(Point-per-instance localization data)
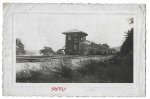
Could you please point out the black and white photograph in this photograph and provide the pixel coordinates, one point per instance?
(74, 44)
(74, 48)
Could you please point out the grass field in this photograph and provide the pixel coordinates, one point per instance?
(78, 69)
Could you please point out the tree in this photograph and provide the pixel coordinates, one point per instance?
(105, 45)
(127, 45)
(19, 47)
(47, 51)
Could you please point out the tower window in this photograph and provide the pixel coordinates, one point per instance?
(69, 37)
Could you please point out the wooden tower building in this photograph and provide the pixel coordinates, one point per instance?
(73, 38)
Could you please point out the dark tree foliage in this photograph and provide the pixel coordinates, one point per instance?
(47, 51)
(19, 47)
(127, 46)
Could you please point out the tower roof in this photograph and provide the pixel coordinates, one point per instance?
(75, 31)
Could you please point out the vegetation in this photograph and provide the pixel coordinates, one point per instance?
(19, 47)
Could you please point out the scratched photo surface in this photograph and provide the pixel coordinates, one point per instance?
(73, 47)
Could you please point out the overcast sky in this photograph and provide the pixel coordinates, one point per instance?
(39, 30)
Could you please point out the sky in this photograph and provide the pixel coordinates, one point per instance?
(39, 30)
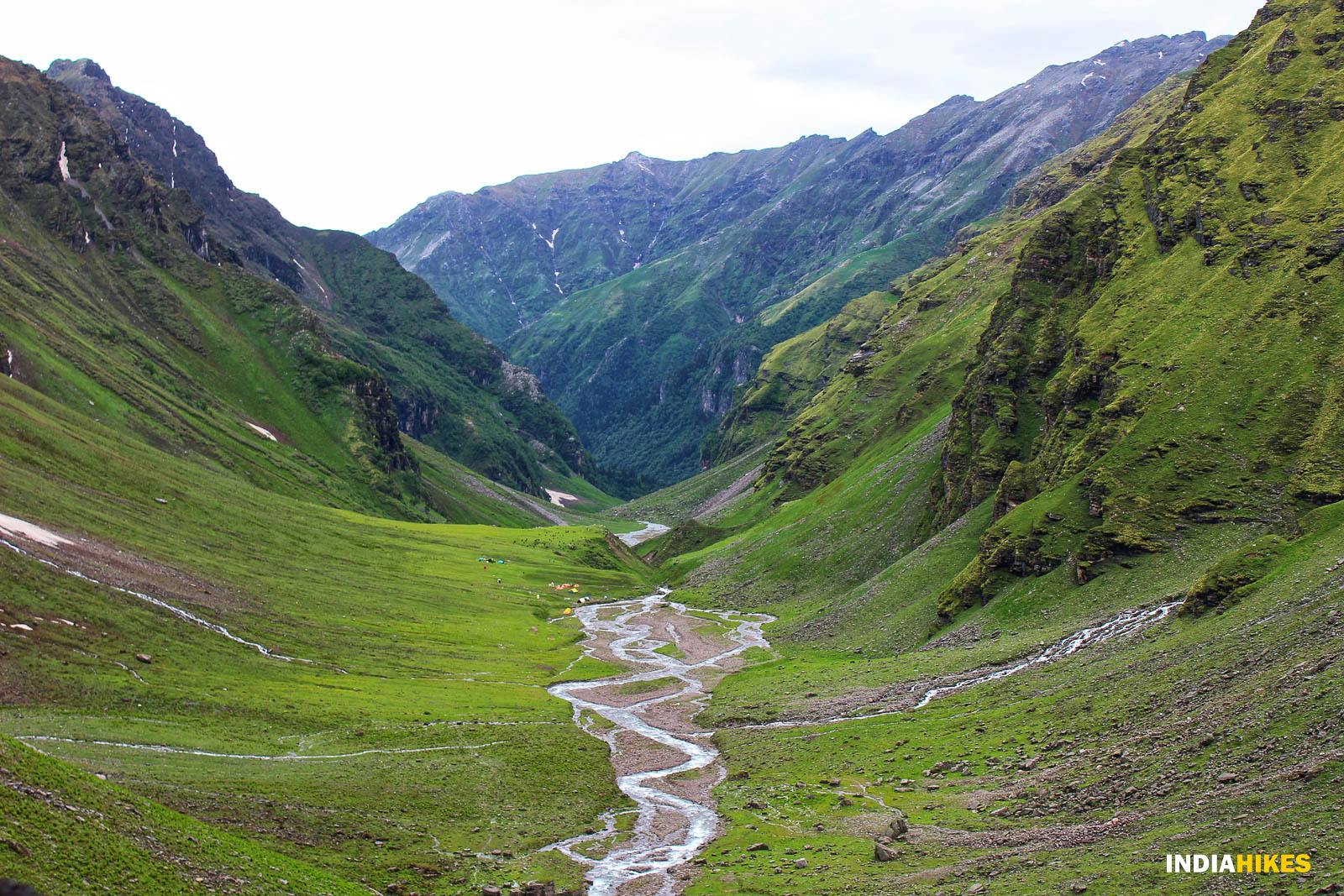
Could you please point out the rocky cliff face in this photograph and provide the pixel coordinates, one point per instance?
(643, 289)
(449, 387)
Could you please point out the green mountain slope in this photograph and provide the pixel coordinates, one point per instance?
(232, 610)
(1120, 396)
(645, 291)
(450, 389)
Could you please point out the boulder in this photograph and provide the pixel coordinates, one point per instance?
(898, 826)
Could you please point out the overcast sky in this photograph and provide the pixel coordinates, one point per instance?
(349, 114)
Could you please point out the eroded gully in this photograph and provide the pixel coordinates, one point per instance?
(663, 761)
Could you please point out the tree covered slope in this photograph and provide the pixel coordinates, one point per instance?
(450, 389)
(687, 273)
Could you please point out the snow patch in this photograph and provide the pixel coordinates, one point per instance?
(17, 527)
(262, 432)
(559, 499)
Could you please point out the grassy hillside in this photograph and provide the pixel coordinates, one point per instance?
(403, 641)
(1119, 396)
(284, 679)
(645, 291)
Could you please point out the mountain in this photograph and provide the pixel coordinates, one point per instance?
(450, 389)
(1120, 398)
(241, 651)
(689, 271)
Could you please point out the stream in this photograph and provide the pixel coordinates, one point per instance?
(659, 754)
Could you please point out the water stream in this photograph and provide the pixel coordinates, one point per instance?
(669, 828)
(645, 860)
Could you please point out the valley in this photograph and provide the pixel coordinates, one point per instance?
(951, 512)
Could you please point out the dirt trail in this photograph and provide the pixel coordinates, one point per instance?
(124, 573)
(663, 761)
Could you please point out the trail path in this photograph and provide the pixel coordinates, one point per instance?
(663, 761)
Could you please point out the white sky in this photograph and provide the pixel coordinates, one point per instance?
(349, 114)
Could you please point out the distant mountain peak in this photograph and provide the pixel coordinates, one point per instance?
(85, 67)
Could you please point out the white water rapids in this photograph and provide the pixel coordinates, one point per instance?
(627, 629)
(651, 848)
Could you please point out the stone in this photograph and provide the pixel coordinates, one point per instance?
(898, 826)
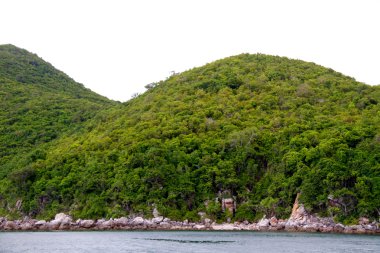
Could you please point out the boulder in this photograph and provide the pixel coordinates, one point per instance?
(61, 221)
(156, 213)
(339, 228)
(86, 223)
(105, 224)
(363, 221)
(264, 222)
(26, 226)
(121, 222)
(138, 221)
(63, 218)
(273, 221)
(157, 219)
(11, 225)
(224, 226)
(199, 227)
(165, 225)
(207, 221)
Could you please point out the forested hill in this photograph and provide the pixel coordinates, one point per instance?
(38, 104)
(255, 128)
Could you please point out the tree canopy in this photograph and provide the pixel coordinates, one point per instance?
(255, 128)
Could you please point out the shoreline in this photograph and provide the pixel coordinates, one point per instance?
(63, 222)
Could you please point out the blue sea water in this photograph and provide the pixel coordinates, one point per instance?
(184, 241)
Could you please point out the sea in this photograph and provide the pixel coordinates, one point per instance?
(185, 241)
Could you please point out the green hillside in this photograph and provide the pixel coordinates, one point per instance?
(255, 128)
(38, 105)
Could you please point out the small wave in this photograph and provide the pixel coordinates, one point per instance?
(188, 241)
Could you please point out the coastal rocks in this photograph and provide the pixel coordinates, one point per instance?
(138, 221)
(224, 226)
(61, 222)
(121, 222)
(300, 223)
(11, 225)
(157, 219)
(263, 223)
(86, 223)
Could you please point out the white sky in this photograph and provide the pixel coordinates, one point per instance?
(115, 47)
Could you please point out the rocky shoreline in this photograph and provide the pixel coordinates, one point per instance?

EXERCISE DESCRIPTION » Wherever a picture appears, omit it; copy the rest of the data exactly.

EXERCISE RESULT »
Could you please point out the black and white photograph in this photograph and provide the pixel coordinates, one point per instance?
(74, 44)
(74, 48)
Could you please point out the grass field in this photograph and provide the pixel coordinates, one point per instance?
(78, 69)
Could you please point out the tree in this photograph and provide the pixel coordinates, one point per instance?
(105, 45)
(127, 45)
(19, 47)
(47, 51)
Could you please point out the tower window in this photograph and provide the pixel coordinates, one point per instance?
(69, 37)
Could you please point out the wooden tower building in this photograph and provide the pixel coordinates, one point per instance?
(73, 38)
Could you please point out the dark tree foliage in this photograph and provide the pixel coordinates, one point per instance?
(47, 51)
(19, 47)
(127, 46)
Could you please point out the tower roof in this photograph and provide the pixel coordinates, one point per instance?
(75, 31)
Could you please point out the vegetation in this photograph and provide the pixel coordinates, one point per instance?
(19, 47)
Could you please point out the scratched photo surface in this photograph and provide the pixel coordinates, one point per instance?
(73, 47)
Could you please point out the overcast sky in this photograph and provide the pixel coordinates, one point per instance?
(39, 30)
Could you please point out the sky in this photograph and provide the pixel coordinates, one point per instance?
(39, 30)
Could you please point out the rocky cliff face in this photograph and provide the pixel coordinates, one point per instance?
(643, 289)
(449, 387)
Could you please point out the green mountain slope in this photograph and provide the pixel coordinates, one point per instance?
(232, 610)
(1120, 396)
(645, 291)
(450, 389)
Could you please point out the boulder in this photograph and provide the pixel coordinates, one point per instance?
(898, 826)
Could you please point out the overcast sky in this photograph and provide the pixel coordinates, one point per instance?
(349, 114)
Could you please point out the eroded gully in this photograph and provide the pixel coordinates, one point per instance?
(663, 761)
Could you please point out the tree covered slope in this photograph and provide the pixel coordinates, one point per instance?
(450, 389)
(687, 273)
Could you please point out the snow patch in this photograph and provide the pixel coordinates, one point per instance?
(17, 527)
(262, 432)
(559, 499)
Could you please point out the grassy hillside in this photograph and provide the pixel coordinates, one point per instance?
(403, 641)
(1119, 396)
(284, 679)
(645, 291)
Could you please point out the mountain in this photograph and provide the pixel coordinates, one point per instance?
(450, 389)
(1120, 398)
(241, 651)
(689, 271)
Could you please point out the stream in this photograph and provide the pixel coordinates, one point per instance?
(659, 754)
Could you please point out the water stream in this photograph and provide the pixel coordinates, one point per instance?
(669, 828)
(645, 860)
Could you please point out the valley in this photograph and provide the pixel coordinates, one point per instance?
(951, 512)
Could you please point out the dirt trail in this photograph and provide the pixel coordinates, one point per instance?
(124, 573)
(663, 761)
Could you please point out the trail path in this photograph and provide the pixel coordinates, one point per instance?
(663, 761)
Could you please point out the white sky in this photograph and provide the pixel coordinates, one point per instance?
(349, 114)
Could you please point out the distant mountain peak in this photograph and provide the pixel coordinates, one point per instance?
(85, 67)
Could you please point out the white water rapids in this photograph and provide the pixel coordinates, one point per instance?
(627, 629)
(651, 848)
Could you please point out the stone in this photograph and provide the pixel coordinates, one point per instance?
(898, 826)
Could you please point out the boulder in this photograph and provide the pixel coordinates, one point per instance?
(61, 221)
(156, 213)
(339, 228)
(86, 223)
(105, 224)
(363, 221)
(264, 222)
(26, 226)
(121, 222)
(138, 221)
(63, 218)
(273, 221)
(157, 219)
(11, 225)
(224, 226)
(199, 227)
(165, 225)
(207, 221)
Could you please point out the forested hill in this photograph and provide the pixel coordinates, one point per instance?
(38, 104)
(255, 128)
Could you please point out the tree canopy in this photograph and provide the pixel coordinates, one point per instance?
(255, 128)
Could you please point out the shoreline in this photograph and provide the pixel coordinates, one point per instance?
(63, 222)
Could you please point out the blue sea water in this photograph and provide the pixel coordinates, one point per instance?
(184, 241)
Could you please point out the sea in this photograph and provide the pixel coordinates, one point per instance?
(185, 241)
Could you please point out the green hillside in this photograph and provide the pixel coordinates, one point per instance?
(255, 128)
(38, 105)
Could you please point out the small wave in this photograph and provide the pixel coordinates, one point per instance?
(188, 241)
Could you please point out the coastal rocks in this photograph and provide the pixel coordinates, one point per instance?
(138, 221)
(224, 226)
(61, 222)
(121, 222)
(300, 223)
(11, 225)
(157, 219)
(263, 223)
(86, 223)
Could you please point out the white sky in this photograph and provide the pixel coordinates, one point per instance?
(115, 47)
Could you please point out the rocky shoreline in this photograph and provide the pixel coordinates, one point per instance?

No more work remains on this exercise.